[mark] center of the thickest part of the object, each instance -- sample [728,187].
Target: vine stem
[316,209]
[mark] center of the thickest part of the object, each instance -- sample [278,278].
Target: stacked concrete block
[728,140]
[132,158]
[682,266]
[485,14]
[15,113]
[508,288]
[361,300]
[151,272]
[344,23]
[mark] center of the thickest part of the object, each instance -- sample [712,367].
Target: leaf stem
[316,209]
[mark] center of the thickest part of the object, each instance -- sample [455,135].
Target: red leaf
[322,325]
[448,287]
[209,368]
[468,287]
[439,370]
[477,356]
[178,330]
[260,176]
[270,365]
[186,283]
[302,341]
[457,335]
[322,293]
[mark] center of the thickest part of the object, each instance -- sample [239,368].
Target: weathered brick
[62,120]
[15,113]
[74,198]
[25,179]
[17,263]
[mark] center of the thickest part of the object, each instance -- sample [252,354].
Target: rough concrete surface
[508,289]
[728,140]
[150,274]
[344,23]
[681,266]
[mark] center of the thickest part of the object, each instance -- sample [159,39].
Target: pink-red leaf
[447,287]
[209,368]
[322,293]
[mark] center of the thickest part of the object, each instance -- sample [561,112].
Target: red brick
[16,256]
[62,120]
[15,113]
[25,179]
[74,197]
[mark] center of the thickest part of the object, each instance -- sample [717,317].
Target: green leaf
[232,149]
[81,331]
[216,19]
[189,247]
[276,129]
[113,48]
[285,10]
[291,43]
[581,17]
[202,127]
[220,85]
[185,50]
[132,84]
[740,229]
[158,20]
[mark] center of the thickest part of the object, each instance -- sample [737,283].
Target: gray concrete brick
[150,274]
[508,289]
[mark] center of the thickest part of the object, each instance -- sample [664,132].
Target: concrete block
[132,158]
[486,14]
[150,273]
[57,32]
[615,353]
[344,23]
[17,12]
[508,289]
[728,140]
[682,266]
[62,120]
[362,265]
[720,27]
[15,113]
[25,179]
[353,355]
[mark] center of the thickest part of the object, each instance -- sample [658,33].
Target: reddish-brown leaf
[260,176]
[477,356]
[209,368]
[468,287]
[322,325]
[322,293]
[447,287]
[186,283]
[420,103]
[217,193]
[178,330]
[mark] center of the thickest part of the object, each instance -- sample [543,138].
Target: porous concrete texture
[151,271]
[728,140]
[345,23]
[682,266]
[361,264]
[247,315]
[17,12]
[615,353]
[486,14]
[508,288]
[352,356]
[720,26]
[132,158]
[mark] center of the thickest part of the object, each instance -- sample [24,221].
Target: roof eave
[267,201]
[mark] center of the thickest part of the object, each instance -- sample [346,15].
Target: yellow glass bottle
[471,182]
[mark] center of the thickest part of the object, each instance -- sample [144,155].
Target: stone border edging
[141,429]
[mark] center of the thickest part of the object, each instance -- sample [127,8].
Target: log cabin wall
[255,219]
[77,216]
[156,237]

# PROBLEM DETAILS
Quote the data above verbatim from its first line to the line that includes "-- sample [712,367].", with both boundary lines retained.

# OUTPUT
[mark] center of the thickest part of the object, each instance -- sample [728,187].
Target: vine stem
[316,209]
[mark] center of the thickest part of the object, each instance -- sample [278,278].
Target: stacked concrete block
[728,140]
[132,158]
[682,266]
[485,14]
[15,113]
[508,288]
[361,300]
[151,272]
[344,23]
[mark] center of the thickest part of the object, each instance -- sample [712,367].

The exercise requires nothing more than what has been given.